| Ziel der Übung |
Beantworte anhand des Textes über das Spiel gegen Argentinien diese Fragen:
1. In welcher Minute fiel das erste Tor, und wie wurde es erzielt?
2. Welcher Spieler hätte die Eingabe danach verwerten müssen?
3. Von wo bis wo hallte der Aufschrei durch das Land?

| Textabschnitt |
Oh, wie war das schön!


Das gesetzte Alter hat auch für den sich auf der sinkenden Kurve der Gesamtlebenszeit befindlichen Protagonisten noch erfreuliche Ereignisse parat. Junge, wat war dat fürń Spiel! Ein Spiel mit den Gauchos auf der südafrikanischen, genormten Sierra. Ein Spiel, das den Fußball-Anhänger so richtig ins Schwärmen bringt. Vergessen sind die Sorgen und Ängste bereits nach der 3. Minute, als der Überflieger und Unbeschwerte aus der Garde der Spaß-Disziplin-Kicker in das Tor der Argentinier traf - per Kopf! Der Rasenschach der Löw-Truppe gelang danach völlig problemlos. Und dann kam bereits die eigentlich Vorentscheidung: Miroslav Klose, der zuvor so Gescholtene, der durch die Presse genudelte Torjäger ohne Tor, er hätte die Müllerśche Eingabe verwerten müssen. Ein Aufschrei hallte durch das Land - von Garmisch bis zum Ostseestrand! Nein, was für eine Torchance!

| Vorliegende Angaben |
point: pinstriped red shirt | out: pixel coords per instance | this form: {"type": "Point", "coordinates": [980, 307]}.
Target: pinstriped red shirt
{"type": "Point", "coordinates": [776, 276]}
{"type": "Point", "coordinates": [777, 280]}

| Lösung der Aufgabe |
1. In der 3. Minute, per Kopf.
2. Miroslav Klose.
3. Von Garmisch bis zum Ostseestrand.